→ **DESCRIPTION OF THE TASK**
What follows is a listing; give it again exactly, in its entirety.

→ **Entries from a dataset**
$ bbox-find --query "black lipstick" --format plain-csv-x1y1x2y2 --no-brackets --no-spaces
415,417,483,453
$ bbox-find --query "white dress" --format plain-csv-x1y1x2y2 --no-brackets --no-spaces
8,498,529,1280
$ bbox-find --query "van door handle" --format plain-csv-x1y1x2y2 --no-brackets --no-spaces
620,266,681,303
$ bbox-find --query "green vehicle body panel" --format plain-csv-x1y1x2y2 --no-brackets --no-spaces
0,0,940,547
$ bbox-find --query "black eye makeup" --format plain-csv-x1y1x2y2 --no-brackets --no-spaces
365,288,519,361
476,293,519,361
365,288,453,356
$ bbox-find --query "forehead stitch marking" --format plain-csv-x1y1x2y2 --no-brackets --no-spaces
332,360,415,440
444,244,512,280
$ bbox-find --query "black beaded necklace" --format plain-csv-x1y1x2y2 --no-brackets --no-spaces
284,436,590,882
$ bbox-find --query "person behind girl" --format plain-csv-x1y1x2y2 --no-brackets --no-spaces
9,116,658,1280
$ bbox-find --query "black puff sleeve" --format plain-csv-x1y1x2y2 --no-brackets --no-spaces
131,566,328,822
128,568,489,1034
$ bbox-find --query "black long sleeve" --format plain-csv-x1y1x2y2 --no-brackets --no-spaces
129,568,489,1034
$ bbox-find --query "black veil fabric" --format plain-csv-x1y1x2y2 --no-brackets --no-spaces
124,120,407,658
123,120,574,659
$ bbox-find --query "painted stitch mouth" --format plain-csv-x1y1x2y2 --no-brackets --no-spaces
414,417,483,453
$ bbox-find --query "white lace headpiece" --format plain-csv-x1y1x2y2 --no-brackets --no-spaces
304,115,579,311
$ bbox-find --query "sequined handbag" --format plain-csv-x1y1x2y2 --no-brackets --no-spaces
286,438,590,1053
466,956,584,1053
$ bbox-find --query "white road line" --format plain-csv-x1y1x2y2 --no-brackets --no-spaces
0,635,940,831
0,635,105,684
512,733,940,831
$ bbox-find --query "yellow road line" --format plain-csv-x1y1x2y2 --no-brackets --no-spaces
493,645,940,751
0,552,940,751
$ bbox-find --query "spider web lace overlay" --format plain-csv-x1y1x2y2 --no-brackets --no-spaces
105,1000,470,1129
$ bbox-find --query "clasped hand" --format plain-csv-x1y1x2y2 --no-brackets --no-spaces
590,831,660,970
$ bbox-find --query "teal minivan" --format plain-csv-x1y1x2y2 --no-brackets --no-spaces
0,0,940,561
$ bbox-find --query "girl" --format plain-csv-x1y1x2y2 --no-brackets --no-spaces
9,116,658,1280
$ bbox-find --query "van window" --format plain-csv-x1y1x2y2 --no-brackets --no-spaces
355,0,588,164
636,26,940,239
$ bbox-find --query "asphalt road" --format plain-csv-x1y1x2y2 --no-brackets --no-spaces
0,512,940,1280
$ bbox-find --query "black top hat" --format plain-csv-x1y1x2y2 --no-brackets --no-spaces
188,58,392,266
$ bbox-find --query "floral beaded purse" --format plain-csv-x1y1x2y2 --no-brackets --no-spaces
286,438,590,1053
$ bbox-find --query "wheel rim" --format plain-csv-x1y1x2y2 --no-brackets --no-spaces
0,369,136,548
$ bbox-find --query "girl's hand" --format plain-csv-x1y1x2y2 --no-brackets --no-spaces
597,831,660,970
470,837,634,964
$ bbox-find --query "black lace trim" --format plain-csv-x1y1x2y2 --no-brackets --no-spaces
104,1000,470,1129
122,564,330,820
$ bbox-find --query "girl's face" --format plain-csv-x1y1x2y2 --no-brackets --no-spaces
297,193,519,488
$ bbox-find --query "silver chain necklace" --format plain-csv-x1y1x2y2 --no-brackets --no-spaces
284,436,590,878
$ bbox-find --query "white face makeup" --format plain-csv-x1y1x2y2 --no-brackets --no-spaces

→ **ANSWER TO THIS EXERCISE**
$ bbox-find --query "black lipstick" --format plain-csv-x1y1x2y2 --no-brackets --no-spaces
415,417,483,453
$ bbox-find --query "white dress" --format plain-csv-x1y1x2y2 --no-brackets --no-spaces
8,498,529,1280
$ bbox-find --query "van door handle" --format plain-csv-x1y1x2y2 --no-brackets --no-spaces
620,266,681,303
$ bbox-find --query "green vehicle body panel" --format plain-csv-x1y1x2y2 --no-brackets --no-spaces
0,0,940,547
$ bbox-find --query "black eye makeup" --format plain-csv-x1y1x2y2 --no-brackets --no-spaces
365,288,519,361
476,293,519,361
365,288,453,356
$ bbox-find --query "forehead stitch marking" --format plain-csv-x1y1x2y2 --no-brackets --no-spaces
332,360,415,440
444,244,512,280
$ bbox-find --query "black beaded necklace" --format plain-csv-x1y1x2y2 --no-brackets --no-spaces
284,436,590,882
$ bbox-find --query "person behind girl" --format plain-csv-x1y1x2y2 --no-brackets --no-spaces
9,116,658,1280
$ bbox-find --query "black puff sleeve" --format plain-csv-x1y1x2y2 --no-brackets --no-spaces
131,566,328,822
128,568,489,1034
$ bbox-find --query "black long sleeve" --format plain-csv-x1y1x2y2 --no-brackets --no-spaces
129,568,489,1034
$ bbox-find --query "black veil fabric" --format plain-csv-x1y1x2y2 --no-brackets --no-spaces
124,120,407,658
123,120,574,659
$ bbox-find --query "painted stitch mouth" --format plain-csv-x1y1x2y2 --no-brackets --no-spaces
414,417,483,453
$ bbox-find --query "white lace headpiece" --format plain-csv-x1y1x2y2 --no-brackets --no-spaces
304,115,579,311
$ bbox-find --query "sequined handbag" --format plain-csv-x1y1x2y2 --no-brackets --no-spaces
286,438,590,1053
466,956,584,1053
$ bbox-find --query "white road line" --format plain-csv-x1y1x2y2 --no-brackets --no-spaces
0,635,940,831
0,635,105,684
512,733,940,831
$ bbox-find --query "yellow road line" --format plain-csv-x1y1x2y2 --no-brackets --no-spaces
493,645,940,751
0,552,940,751
$ bbox-find --query "spider web lace overlay" --format plain-csv-x1y1x2y2 --no-brackets --no-spaces
105,1000,470,1129
$ bbox-find --query "clasped hand" --format plain-csv-x1y1x2y2 --no-brackets --no-spaces
590,831,660,970
$ bbox-find --query "teal minivan" --format plain-csv-x1y1x2y2 --no-brackets --no-spaces
0,0,940,561
$ bbox-find --query "girl" --format plain-csv-x1y1x2y2 --no-brackets --no-spaces
9,116,658,1280
$ bbox-find --query "van window" --format plain-csv-x1y1x2y2 --no-brackets --no-spaces
355,0,588,164
636,26,940,239
$ bbox-find --query "asphalt road" --format plain-csv-x1y1x2y2 --no-brackets --no-spaces
0,512,940,1280
$ bbox-find --query "black top hat" --format plain-csv-x1y1x2y2 --no-brackets --no-spaces
188,58,392,266
$ bbox-find --query "floral beaded purse" --format plain-csv-x1y1x2y2 --no-brackets --no-spaces
286,438,590,1053
$ bbox-find --query "wheel rim" --format plain-csv-x1y1x2y2 --no-brackets --no-spaces
0,369,136,548
$ bbox-find --query "girl's hand" --format plain-csv-x1y1x2y2 --no-brackets --no-spaces
597,831,660,970
470,837,634,964
$ bbox-find --query "black lace trim" --format plain-csv-x1y1x2y2 --no-brackets --no-spaces
104,1000,470,1129
122,564,330,820
$ bbox-find --query "girl's face" --format plain-csv-x1y1x2y2 --no-brackets --no-spaces
297,193,519,488
$ bbox-find --query "silver chain necklace" --format plain-csv-x1y1x2y2 --no-brackets --no-spaces
284,436,590,878
$ bbox-find --query "white face makeup" --format plain-csv-x1y1x2y2 --no-brackets --no-spaces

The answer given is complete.